[Document excerpt]
Turning to misscaling in the other direction, Wessells and Hopson (1988, pp.
1073 - 1074) equate punctuated equilibrium with the origin of new Bauplan and faunal
turnovers in mass extinction: "The central tenet of punctuated equilibrium is that a
lineage of organisms arises by some dramatic changes—say, the rapid acquisition of
body segmentation in annelids—after which there is a lengthy period with far fewer
radical changes taking place." They then write of two great evolutionary bursts in the
history of sea urchins (following the late Cambrian and Late Triassic mass
extinctions). "One might interpret this record to reflect two 'punctuations' in the
Ordovician and early Jurassic periods. And the 'equilibrium' times would be from the
Ordovician through the Triassic and, perhaps, from the Jurassic to today. This record
may be consistent with the punctuated equilibrium hypothesis."
Chaisson's ambitious textbook on nearly everything—Universe: An
Evolutionary Approach to Astronomy—equates punctuated equilibrium with faunal
turnovers in mass extinction. His section entitled punctuated equilibrium (1988, p.
481) begins by stating: "The fossil record of the history of life on Earth clearly
documents many periods of mass extinction." He then adds (p. 483): "Punctuated
equilibrium merely emphasizes that the rate of evolutionary change is not gradual.

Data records

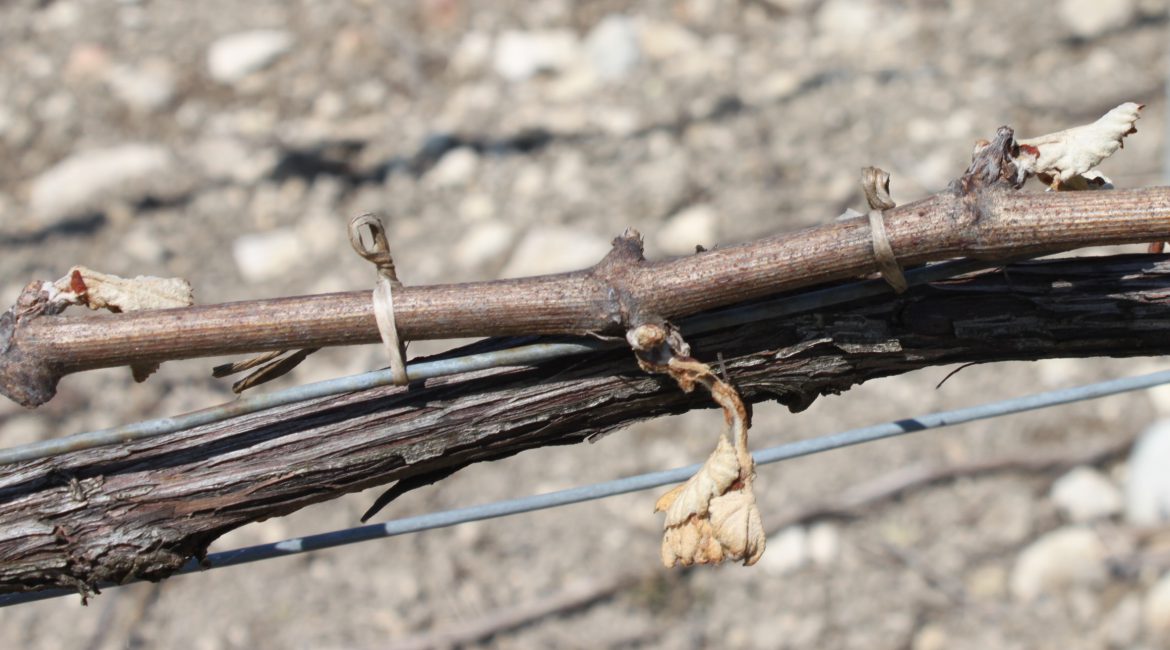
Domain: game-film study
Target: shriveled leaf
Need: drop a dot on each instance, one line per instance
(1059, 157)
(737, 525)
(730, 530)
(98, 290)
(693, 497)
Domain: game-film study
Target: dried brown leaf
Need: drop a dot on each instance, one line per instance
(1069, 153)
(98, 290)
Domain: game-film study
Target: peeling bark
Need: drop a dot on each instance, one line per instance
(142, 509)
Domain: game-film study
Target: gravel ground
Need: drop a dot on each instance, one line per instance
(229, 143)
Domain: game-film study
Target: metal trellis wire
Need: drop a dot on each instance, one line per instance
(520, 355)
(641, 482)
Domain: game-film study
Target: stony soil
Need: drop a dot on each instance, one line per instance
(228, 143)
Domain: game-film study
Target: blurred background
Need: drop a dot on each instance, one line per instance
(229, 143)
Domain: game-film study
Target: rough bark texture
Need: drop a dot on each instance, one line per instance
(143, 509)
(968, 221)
==
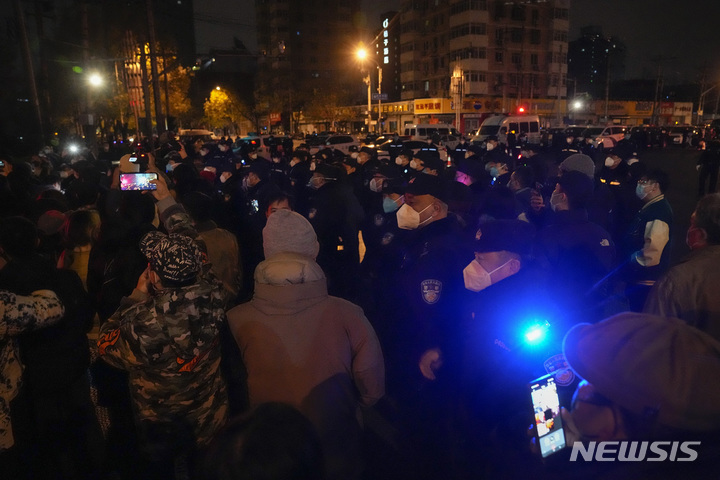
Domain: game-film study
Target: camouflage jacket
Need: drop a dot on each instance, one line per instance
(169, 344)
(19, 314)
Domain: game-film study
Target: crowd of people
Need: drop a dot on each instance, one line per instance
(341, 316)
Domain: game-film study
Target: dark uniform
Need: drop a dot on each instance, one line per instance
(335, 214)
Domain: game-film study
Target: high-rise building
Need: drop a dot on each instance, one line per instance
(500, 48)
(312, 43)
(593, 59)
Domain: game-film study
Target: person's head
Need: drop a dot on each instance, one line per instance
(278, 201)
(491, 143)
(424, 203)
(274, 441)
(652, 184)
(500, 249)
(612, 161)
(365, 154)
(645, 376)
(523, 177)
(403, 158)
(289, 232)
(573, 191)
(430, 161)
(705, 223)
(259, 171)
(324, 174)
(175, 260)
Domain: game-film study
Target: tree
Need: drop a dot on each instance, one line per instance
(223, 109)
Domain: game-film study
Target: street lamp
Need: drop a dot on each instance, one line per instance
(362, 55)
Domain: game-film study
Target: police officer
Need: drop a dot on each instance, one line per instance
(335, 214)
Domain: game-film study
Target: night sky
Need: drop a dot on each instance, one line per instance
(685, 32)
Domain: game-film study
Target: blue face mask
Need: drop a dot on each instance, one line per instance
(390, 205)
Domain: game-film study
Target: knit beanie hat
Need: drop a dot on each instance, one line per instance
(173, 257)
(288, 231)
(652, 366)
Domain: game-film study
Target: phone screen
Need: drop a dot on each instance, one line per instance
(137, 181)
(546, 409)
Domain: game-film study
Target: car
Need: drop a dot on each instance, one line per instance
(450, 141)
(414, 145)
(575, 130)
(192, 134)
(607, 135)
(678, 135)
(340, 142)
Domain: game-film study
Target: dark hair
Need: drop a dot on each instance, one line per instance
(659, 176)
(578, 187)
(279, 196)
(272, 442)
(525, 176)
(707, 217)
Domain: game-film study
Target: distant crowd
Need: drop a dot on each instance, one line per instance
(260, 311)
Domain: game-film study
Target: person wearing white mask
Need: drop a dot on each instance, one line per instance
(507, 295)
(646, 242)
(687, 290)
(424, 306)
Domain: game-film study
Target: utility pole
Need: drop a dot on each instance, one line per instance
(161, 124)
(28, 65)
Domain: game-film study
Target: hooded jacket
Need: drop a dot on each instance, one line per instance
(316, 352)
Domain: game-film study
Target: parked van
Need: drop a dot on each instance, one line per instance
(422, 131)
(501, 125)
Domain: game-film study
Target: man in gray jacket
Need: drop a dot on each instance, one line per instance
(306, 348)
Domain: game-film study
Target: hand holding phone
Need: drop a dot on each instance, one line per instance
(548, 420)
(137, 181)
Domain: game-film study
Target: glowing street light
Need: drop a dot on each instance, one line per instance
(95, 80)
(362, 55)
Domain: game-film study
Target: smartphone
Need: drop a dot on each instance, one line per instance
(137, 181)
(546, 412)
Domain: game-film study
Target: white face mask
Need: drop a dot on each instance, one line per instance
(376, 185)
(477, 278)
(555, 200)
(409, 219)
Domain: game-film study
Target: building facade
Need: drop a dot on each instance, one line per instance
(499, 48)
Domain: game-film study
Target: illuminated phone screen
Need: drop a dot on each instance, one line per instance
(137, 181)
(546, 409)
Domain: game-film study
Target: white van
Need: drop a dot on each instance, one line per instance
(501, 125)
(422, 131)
...
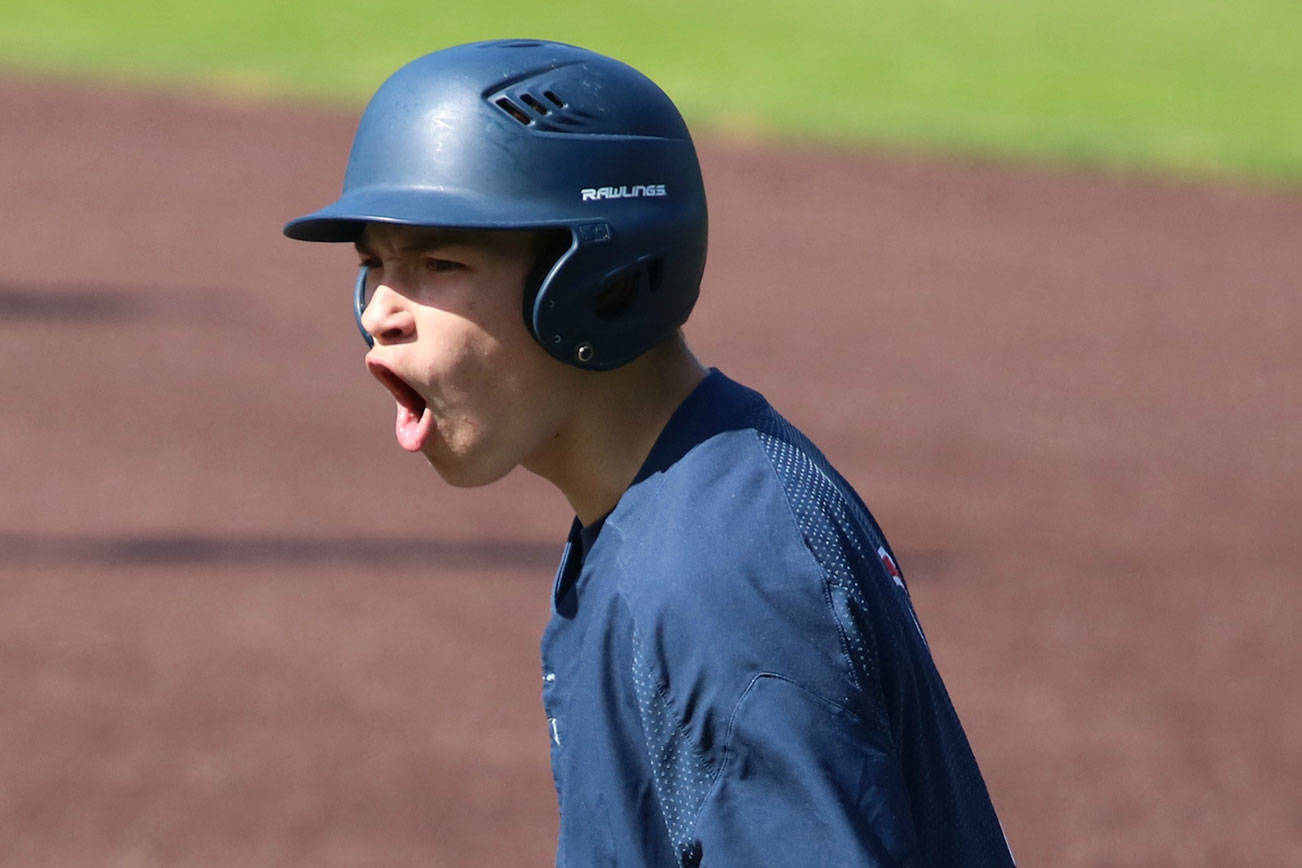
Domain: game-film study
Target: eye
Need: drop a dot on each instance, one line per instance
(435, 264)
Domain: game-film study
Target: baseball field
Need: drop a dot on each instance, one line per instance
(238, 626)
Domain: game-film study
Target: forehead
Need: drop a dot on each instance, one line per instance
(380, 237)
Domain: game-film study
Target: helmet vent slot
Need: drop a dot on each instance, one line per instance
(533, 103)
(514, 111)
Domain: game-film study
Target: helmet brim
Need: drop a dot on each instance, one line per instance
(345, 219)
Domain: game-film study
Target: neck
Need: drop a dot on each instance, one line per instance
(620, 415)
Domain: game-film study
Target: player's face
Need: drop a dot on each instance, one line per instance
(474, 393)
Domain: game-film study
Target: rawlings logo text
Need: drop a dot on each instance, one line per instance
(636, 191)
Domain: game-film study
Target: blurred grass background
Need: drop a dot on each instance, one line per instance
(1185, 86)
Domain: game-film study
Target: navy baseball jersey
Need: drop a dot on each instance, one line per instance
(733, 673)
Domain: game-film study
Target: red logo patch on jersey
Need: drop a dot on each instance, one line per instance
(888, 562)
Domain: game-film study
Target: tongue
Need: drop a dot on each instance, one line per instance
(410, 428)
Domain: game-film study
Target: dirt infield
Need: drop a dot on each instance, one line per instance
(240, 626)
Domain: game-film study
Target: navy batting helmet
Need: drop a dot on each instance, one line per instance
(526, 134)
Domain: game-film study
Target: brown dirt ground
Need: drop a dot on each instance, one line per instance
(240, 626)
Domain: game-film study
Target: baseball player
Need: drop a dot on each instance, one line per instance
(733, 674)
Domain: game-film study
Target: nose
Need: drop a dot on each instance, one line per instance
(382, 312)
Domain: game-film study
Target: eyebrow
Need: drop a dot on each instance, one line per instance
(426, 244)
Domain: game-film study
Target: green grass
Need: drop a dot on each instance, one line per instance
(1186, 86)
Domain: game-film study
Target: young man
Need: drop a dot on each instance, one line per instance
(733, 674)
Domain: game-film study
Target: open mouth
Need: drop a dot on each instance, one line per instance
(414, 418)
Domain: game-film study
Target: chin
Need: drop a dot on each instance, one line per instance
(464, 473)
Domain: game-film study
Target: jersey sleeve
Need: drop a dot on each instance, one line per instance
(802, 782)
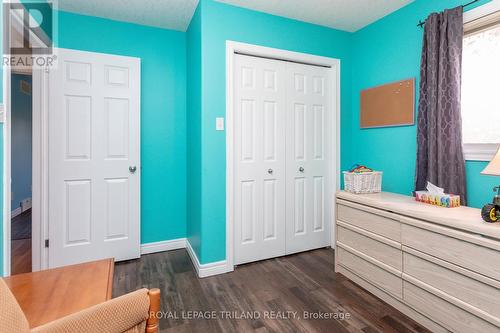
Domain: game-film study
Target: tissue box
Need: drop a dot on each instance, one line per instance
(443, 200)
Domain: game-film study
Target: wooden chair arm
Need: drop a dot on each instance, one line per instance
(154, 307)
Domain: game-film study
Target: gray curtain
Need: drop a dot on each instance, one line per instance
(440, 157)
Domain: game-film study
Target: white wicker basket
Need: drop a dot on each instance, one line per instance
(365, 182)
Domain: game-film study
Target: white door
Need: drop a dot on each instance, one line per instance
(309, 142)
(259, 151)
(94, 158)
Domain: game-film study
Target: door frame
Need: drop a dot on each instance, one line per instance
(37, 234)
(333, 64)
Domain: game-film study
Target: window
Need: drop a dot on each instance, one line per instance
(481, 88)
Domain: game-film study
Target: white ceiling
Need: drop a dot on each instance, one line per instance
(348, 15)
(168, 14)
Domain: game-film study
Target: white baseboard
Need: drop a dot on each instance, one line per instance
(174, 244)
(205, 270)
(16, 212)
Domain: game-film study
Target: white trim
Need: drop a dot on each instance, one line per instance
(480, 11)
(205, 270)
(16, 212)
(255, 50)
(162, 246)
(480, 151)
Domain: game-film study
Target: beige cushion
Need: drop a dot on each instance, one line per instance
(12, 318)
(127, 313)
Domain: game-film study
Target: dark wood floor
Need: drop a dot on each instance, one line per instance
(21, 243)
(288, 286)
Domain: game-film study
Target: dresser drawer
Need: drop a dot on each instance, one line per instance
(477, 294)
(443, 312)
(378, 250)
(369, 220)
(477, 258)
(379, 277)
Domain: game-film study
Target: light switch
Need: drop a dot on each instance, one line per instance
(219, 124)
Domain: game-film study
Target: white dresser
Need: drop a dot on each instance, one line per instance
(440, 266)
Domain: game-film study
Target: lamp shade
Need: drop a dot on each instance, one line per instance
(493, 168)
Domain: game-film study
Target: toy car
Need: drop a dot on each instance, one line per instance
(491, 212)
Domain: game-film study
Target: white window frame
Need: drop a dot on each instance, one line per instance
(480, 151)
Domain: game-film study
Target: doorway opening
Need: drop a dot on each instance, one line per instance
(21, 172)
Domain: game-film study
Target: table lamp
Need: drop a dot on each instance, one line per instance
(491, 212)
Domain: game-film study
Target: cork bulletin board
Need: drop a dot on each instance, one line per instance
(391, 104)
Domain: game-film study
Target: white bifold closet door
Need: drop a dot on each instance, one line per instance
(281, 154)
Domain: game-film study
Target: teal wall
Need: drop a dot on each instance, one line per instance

[Work to be completed]
Transcribe the portion of the punctuated equilibrium excerpt that opens with the words containing "481) begins by" and closes with "is not gradual.". You can leave the material aside; none of it is needed.

[Response to the task]
481) begins by stating: "The fossil record of the history of life on Earth clearly
documents many periods of mass extinction." He then adds (p. 483): "Punctuated
equilibrium merely emphasizes that the rate of evolutionary change is not gradual.